------ Working data

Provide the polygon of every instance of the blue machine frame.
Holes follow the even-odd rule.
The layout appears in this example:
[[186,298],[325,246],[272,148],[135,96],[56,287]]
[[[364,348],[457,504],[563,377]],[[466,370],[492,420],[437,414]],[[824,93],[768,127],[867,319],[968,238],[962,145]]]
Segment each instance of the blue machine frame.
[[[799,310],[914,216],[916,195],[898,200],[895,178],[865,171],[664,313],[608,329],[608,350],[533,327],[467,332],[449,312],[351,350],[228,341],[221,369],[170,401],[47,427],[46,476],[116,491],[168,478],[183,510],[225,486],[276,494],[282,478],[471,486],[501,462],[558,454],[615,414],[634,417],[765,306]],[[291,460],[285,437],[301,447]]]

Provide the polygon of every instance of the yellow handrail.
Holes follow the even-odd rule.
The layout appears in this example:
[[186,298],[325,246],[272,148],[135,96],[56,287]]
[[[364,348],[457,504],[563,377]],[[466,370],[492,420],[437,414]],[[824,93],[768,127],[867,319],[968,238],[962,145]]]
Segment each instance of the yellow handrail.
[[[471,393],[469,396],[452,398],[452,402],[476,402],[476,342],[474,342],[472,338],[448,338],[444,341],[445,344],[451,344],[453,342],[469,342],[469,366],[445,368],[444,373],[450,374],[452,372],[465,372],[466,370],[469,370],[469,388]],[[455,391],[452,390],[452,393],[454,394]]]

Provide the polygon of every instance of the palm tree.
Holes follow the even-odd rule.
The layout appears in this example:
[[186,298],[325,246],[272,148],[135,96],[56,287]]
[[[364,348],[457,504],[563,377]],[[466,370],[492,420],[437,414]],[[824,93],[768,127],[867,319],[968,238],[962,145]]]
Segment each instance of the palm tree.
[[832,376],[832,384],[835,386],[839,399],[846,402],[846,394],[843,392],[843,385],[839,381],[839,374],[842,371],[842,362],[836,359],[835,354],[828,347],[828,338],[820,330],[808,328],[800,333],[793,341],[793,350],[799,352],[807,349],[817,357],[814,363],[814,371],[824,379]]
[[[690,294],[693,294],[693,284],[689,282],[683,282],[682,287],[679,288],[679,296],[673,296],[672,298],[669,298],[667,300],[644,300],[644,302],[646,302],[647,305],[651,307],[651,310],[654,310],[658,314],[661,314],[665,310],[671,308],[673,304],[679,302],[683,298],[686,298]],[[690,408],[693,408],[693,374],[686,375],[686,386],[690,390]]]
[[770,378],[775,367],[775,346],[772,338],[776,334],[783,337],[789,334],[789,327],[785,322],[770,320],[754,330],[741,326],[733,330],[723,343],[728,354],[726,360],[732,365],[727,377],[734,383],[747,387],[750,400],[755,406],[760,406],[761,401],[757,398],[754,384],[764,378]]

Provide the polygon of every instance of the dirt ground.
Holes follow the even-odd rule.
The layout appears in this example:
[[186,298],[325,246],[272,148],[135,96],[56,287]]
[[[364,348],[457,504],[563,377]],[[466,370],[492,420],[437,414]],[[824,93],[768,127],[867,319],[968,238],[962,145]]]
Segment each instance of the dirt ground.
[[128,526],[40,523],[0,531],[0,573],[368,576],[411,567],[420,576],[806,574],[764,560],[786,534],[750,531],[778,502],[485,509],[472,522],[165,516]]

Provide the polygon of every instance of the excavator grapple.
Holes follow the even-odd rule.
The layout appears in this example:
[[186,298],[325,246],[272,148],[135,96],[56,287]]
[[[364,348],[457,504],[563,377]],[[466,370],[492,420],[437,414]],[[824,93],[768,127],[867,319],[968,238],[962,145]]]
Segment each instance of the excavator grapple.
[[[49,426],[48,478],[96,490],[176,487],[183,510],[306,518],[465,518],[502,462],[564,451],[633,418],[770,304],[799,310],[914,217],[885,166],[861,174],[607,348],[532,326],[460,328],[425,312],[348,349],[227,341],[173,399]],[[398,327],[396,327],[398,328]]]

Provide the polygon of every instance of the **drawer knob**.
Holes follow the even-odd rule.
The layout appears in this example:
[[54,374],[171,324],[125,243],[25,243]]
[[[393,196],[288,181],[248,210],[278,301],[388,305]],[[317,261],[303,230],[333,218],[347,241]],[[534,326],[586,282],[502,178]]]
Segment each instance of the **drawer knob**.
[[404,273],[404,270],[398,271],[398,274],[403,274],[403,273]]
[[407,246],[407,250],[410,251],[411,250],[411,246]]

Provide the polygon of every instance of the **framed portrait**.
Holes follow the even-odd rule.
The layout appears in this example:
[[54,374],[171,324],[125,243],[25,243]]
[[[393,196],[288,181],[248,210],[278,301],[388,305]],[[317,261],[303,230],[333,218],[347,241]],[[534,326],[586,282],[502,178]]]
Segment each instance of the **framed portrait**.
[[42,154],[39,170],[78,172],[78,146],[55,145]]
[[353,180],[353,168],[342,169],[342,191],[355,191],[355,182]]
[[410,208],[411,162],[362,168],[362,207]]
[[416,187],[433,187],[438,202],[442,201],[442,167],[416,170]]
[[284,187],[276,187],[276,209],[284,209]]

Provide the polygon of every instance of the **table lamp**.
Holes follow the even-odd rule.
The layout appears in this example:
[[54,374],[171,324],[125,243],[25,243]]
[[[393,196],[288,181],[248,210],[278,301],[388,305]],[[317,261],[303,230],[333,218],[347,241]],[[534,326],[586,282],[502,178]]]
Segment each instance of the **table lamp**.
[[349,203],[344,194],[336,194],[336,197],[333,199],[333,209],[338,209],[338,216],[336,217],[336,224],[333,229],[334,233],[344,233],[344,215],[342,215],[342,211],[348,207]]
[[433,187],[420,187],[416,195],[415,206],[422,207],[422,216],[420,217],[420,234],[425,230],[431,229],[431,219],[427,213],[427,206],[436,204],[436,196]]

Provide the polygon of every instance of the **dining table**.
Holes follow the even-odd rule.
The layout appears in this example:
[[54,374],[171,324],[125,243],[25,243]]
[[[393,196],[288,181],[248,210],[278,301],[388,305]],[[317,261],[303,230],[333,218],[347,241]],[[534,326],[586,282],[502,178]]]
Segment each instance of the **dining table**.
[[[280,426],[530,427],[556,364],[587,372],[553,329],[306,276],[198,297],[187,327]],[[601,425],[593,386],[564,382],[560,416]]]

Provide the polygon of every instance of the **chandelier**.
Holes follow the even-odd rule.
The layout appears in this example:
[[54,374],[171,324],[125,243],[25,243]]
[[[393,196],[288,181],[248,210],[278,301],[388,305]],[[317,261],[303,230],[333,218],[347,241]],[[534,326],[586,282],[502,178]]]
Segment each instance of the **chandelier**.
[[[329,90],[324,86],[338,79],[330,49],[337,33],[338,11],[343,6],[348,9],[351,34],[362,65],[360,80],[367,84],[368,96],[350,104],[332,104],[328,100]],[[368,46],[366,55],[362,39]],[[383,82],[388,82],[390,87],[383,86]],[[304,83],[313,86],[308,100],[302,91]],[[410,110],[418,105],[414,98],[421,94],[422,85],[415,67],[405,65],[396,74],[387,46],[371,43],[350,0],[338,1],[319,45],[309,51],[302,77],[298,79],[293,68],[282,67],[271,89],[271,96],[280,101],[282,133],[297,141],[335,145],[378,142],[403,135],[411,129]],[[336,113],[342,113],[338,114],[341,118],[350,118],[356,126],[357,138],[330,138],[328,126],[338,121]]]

------------

About this exercise: Copy the records above, keeping every word the same.

Response area:
Provide the polygon of every instance of the blue machine frame.
Holes follow the even-odd rule.
The layout appears in this example:
[[186,298],[325,246],[272,148],[135,96],[56,287]]
[[[364,348],[457,504],[563,377]],[[466,370],[492,420],[437,414]],[[824,93],[768,127],[867,319],[968,238],[962,145]]]
Segment each instance of the blue machine frame.
[[[799,310],[914,216],[916,195],[898,200],[895,178],[865,171],[664,313],[608,329],[608,350],[533,327],[467,332],[449,312],[351,350],[228,341],[221,369],[170,401],[47,427],[46,476],[116,491],[168,478],[183,510],[225,486],[276,494],[282,478],[471,486],[501,462],[558,454],[615,414],[634,417],[765,306]],[[291,460],[285,437],[301,447]]]

Provide the polygon of every instance of the yellow handrail.
Holes follow the even-odd rule.
The layout appears in this example:
[[186,298],[325,246],[272,148],[135,96],[56,287]]
[[[364,348],[457,504],[563,377]],[[466,370],[492,420],[437,414]],[[824,93],[768,127],[867,319],[968,238],[962,145]]]
Segment each instance of the yellow handrail.
[[[471,393],[469,396],[452,398],[452,402],[476,402],[476,342],[474,342],[472,338],[448,338],[444,341],[445,344],[451,344],[453,342],[469,342],[469,366],[445,368],[444,373],[450,374],[452,372],[465,372],[466,370],[469,370],[469,388]],[[455,391],[452,390],[452,393],[454,394]]]

Provide the polygon of every instance of the palm tree.
Holes follow the even-odd rule.
The layout appears in this example:
[[186,298],[325,246],[272,148],[135,96],[56,287]]
[[[364,348],[457,504],[563,377]],[[466,370],[492,420],[437,414]],[[824,93],[768,127],[867,319],[968,238],[962,145]]]
Segment each instance of the palm tree.
[[832,376],[832,384],[835,386],[839,399],[846,402],[846,394],[843,392],[843,385],[839,381],[839,374],[842,371],[842,362],[836,359],[835,354],[828,347],[828,338],[820,330],[808,328],[800,333],[793,341],[793,350],[799,352],[807,349],[817,357],[814,363],[814,371],[824,379]]
[[[690,294],[693,294],[693,284],[689,282],[683,282],[682,287],[679,288],[679,296],[673,296],[672,298],[669,298],[667,300],[644,300],[644,302],[646,302],[647,305],[651,307],[651,310],[654,310],[658,314],[661,314],[665,310],[671,308],[673,304],[679,302],[683,298],[686,298]],[[690,408],[693,408],[693,374],[686,375],[686,386],[690,390]]]
[[770,378],[775,367],[775,346],[772,338],[776,334],[783,337],[789,334],[789,327],[785,322],[770,320],[754,330],[741,326],[733,330],[723,343],[728,354],[726,360],[732,365],[727,377],[734,383],[747,387],[750,400],[755,406],[760,406],[761,401],[757,398],[754,384],[764,378]]

Provide the polygon of every instance of the dirt ground.
Holes follow the even-odd rule.
The layout appears in this example:
[[186,298],[325,246],[272,148],[135,96],[56,287]]
[[[364,348],[457,504],[563,377]],[[466,370],[492,420],[437,414]],[[824,93],[768,127],[867,319],[968,238],[962,145]]]
Segment each instance of the dirt ground.
[[128,526],[40,523],[0,531],[0,573],[368,576],[411,567],[420,576],[806,574],[764,560],[786,534],[750,531],[778,502],[485,509],[472,522],[165,516]]

Provide the polygon of every instance of the excavator grapple.
Holes follow the even-odd rule.
The layout appears in this example:
[[186,298],[325,246],[272,148],[135,96],[56,287]]
[[[364,348],[457,504],[563,377]],[[466,370],[492,420],[437,414]],[[824,93],[768,127],[867,319],[968,238],[962,145]]]
Segment each instance of the excavator grapple.
[[[49,426],[48,478],[96,490],[176,487],[183,510],[306,518],[465,518],[502,462],[564,451],[633,418],[770,304],[799,310],[914,217],[885,166],[861,174],[607,348],[532,326],[460,328],[425,312],[348,349],[227,341],[173,399]],[[398,327],[396,327],[398,328]]]

Provide the polygon of every instance of the **drawer knob**.
Holes follow the even-odd rule.
The layout appears in this example:
[[54,374],[171,324],[125,243],[25,243]]
[[[393,196],[288,181],[248,210],[278,301],[388,305]],[[317,261],[303,230],[333,218],[347,241]],[[534,326],[586,282],[502,178]]]
Segment each instance of the **drawer knob**.
[[404,273],[404,270],[398,271],[398,274],[403,274],[403,273]]
[[407,246],[407,250],[410,251],[411,250],[411,246]]

Provide the polygon of every instance of the **framed portrait**.
Holes follow the even-odd rule.
The layout appears in this example:
[[54,374],[171,324],[125,243],[25,243]]
[[[393,196],[288,181],[248,210],[278,301],[388,305]],[[317,261],[303,230],[333,218],[347,241]],[[534,326],[586,282],[502,178]]]
Segment each instance of the **framed portrait**.
[[42,154],[39,170],[78,172],[78,146],[55,145]]
[[353,180],[353,168],[342,169],[342,191],[355,191],[355,182]]
[[410,208],[411,162],[362,168],[362,207]]
[[416,187],[433,187],[438,202],[442,201],[442,167],[416,170]]
[[284,187],[276,187],[276,209],[284,209]]

Provide the polygon of every instance of the **table lamp**.
Holes follow the even-odd rule.
The layout appears in this example:
[[54,374],[171,324],[125,243],[25,243]]
[[[393,196],[288,181],[248,210],[278,301],[388,305]],[[317,261],[303,230],[333,218],[347,241]],[[534,326],[586,282],[502,178]]]
Segment each instance of the **table lamp**.
[[349,203],[344,194],[336,194],[336,197],[333,199],[333,209],[338,209],[338,216],[336,217],[336,224],[333,229],[334,233],[344,233],[344,215],[342,215],[342,211],[348,207]]
[[433,187],[420,187],[416,195],[415,206],[422,207],[422,216],[420,217],[420,234],[425,230],[431,229],[431,219],[427,213],[427,206],[436,204],[436,196]]

Provide the polygon of every instance of the **dining table**.
Holes follow the even-odd rule.
The layout appears in this example:
[[54,374],[171,324],[125,243],[25,243]]
[[[393,196],[288,181],[248,210],[278,301],[388,305]],[[317,261],[303,230],[333,218],[347,241]],[[534,326],[586,282],[502,178]]]
Segment each instance of the **dining table**.
[[[280,426],[530,427],[556,364],[587,372],[553,329],[306,276],[198,297],[187,327]],[[601,425],[593,386],[564,382],[560,416]]]

Provide the polygon of every instance of the **chandelier**.
Holes follow the even-odd rule.
The layout appears in this example:
[[54,374],[171,324],[125,243],[25,243]]
[[[393,196],[288,181],[248,210],[278,301],[388,305]],[[317,261],[303,230],[333,218],[347,241]],[[534,326],[586,282],[502,178]]]
Segment each instance of the **chandelier**.
[[[329,90],[324,86],[338,79],[330,49],[337,33],[338,11],[343,6],[348,9],[351,34],[362,65],[360,80],[367,84],[368,96],[350,104],[332,104],[328,100]],[[368,46],[366,55],[362,39]],[[383,82],[388,82],[390,87],[383,86]],[[304,83],[313,86],[308,100],[302,91]],[[410,110],[418,105],[414,98],[421,94],[422,85],[415,67],[405,65],[396,74],[387,46],[371,43],[350,0],[338,1],[319,45],[309,51],[302,77],[298,79],[293,68],[282,67],[271,89],[271,96],[280,101],[282,133],[297,141],[335,145],[378,142],[403,135],[411,129]],[[336,113],[342,113],[338,114],[341,118],[350,118],[356,126],[357,138],[330,138],[328,126],[338,121]]]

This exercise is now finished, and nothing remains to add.